**Source material**
Start of Block

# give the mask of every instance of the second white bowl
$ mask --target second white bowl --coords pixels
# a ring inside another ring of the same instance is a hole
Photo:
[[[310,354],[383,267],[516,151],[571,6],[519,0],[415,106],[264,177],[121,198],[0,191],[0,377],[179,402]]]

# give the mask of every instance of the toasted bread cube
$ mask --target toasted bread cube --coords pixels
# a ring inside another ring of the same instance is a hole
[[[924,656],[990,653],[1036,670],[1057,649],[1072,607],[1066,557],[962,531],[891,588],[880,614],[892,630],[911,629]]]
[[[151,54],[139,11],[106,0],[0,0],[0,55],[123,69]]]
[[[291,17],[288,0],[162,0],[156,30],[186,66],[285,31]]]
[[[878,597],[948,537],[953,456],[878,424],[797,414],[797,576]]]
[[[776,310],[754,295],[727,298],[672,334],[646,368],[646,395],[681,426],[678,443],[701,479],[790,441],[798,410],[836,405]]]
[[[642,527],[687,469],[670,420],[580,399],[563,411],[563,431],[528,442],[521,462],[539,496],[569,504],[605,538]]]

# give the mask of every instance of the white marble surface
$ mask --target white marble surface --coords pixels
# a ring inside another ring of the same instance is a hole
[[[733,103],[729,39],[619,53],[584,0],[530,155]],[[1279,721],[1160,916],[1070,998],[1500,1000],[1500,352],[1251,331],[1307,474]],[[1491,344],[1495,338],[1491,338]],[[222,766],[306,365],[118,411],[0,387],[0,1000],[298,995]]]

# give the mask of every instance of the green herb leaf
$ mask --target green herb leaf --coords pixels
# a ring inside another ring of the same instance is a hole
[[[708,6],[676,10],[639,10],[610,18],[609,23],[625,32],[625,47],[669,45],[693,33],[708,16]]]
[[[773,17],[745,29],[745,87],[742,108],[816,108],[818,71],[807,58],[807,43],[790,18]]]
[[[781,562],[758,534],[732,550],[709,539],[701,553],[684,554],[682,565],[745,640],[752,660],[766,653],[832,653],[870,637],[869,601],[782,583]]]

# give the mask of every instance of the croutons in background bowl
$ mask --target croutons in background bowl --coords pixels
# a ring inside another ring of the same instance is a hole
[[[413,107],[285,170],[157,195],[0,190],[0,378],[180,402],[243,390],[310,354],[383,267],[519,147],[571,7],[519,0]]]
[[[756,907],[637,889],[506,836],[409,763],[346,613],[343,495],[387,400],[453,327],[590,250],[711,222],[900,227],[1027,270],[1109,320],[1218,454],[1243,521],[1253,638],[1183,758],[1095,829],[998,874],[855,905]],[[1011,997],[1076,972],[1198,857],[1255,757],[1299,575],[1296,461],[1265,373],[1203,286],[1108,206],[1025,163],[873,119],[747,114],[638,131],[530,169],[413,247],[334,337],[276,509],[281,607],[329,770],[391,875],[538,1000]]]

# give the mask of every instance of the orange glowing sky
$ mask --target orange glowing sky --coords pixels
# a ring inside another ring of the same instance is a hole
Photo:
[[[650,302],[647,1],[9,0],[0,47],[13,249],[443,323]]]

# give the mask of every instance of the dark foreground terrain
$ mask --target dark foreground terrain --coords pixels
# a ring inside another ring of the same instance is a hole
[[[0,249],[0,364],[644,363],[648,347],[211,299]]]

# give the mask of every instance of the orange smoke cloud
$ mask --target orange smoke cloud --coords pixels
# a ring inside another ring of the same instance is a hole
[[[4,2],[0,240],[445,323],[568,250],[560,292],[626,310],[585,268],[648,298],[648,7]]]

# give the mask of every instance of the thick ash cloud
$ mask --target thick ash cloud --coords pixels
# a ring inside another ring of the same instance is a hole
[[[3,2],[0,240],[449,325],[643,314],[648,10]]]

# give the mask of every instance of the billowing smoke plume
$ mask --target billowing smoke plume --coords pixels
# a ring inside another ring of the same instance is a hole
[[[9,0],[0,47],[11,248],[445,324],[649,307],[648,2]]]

End of Block

**Problem to solve**
The lines of the records that contain the string "marble" should be located and copied.

**Answer for this exercise**
# give the mask of every instance of the white marble surface
$ mask --target white marble surface --coords pixels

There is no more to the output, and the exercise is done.